- [Text extract]:
************
In May my right leg began to hurt. I lived with the pain for a week, trying to convince myself that it wasn't what I knew it was - a blood clot. This was my second clot and I knew that I would now be on blood thinners the rest of my life.
During this time came BLM and protests, and the added pressure of trying to figure out the right things to say about an important moment in America. One of the difficulties of being a pastor is the expectation to have a position or at least a thought about everything that happens.
As things began to open up we had the great mask debate and the discussion of whether our not churches should follow the lockdown orders. After all, I was told, President Trump declared churches as essential, so we should be meeting in person.
This was followed by several families informing me they were leaving. Which again had me doubting my ability to do this job as pastor.
Even during the summer, when I am usually depression free, I found myself sinking deeper into depression.
By the end of August, I realized I needed to make a change. Not only was I depressed, but my health was being affected. I was the heaviest I had ever been in my life, I was not sleeping well, and the simplest activities were exhausting me.
The change started with my wife Jenny telling me about an app from Ransomed Heart that was created in connection with John Eldredge's book Get Your Life Back (which I haven't read) called One Minute Pause. I started doing the app every day, usually more than once a day. It helped me to reorient my life back to God.
Doing The Pause app reminded me that through the Wild at Heart website John Eldredge has a resource of prayers. I began daily praying the Daily Prayer for the Head of Households. This practice helped me to start reading the Bible daily again.
After about a month of putting prayer and Bible reading back into my daily rhythm of life, I was ready to start focusing on my physical health. There were a couple of false starts as I tried to figure out the best way to implement what I knew I was supposed to do. Even though I knew the right things to do I was having trouble doing them.
That is when I found out about another app called Noom. This app/program is designed to help you make a lifestyle change so that you can live a sustainable healthy life. Last week one of the readings that Noom had me read dealt with understanding that there would be setbacks and struggles through this process. To combat that reality I was asked to write an "Oh well" statement that I could use when I stumbled. Mine is, "Oh well, I am still making progress."
The next day I saw this Dave Ramsey tweet:
It is a wonderful thing that we can decide to make changes in our lives. We can make today the day that change begins. It is crucial to remember this.
I also think it is crucial to remember that change is hard. It doesn't happen over night and it doesn't happen just because you know the right thing to do.
Things like overcoming depression, losing weight, getting out of debt, or decluttering your house takes time. If we expect this change to go smoothly, for our habits to shift right this moment, and for our life to be perfect tomorrow we are setting ourselves up for failure.
Making these positive changes in our lives requires time and effort, and more than likely we are going to have a moment or two when we binge on Moose Tracks Ice Cream or put a shopping spree on the credit card, or do something else dumb that we have trained ourselves to do.
That is why we have grace.
God is not expecting us to be perfect. After all He made allowance for repentance and confession. What God is after is our continued progress towards being like Jesus.
I believe in our quest to make changes in our lives the best thing we can do is to give ourselves grace and to remember that we will stumble along the way. Understanding this helps us to own up to our failure and move on by saying, "Oh well, I am still making progress."
************
- [Records shown]:
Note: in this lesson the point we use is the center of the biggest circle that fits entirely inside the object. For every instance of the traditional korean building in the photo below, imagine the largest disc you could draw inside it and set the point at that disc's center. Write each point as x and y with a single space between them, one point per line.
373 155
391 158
************
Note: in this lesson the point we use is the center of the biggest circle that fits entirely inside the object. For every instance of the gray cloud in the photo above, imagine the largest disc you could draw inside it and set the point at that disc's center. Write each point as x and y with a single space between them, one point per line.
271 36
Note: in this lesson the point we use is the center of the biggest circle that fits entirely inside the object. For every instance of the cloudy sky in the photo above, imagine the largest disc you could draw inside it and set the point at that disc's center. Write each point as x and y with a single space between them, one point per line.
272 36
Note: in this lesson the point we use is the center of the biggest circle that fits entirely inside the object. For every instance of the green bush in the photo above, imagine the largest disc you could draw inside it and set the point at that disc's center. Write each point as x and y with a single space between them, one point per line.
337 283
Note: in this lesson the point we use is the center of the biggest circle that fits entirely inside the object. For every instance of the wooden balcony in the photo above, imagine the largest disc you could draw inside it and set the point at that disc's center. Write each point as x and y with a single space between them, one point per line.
************
- [Work to do]:
In the essay about change and grace, rewrite the part that opens with the words containing "In May my right" and closes with "everything that happens.", putting "demonstrations" in place of "protests".

- [Expected answer]:
In May my right leg began to hurt. I lived with the pain for a week, trying to convince myself that it wasn't what I knew it was - a blood clot. This was my second clot and I knew that I would now be on blood thinners the rest of my life.
During this time came BLM and demonstrations, and the added pressure of trying to figure out the right things to say about an important moment in America. One of the difficulties of being a pastor is the expectation to have a position or at least a thought about everything that happens.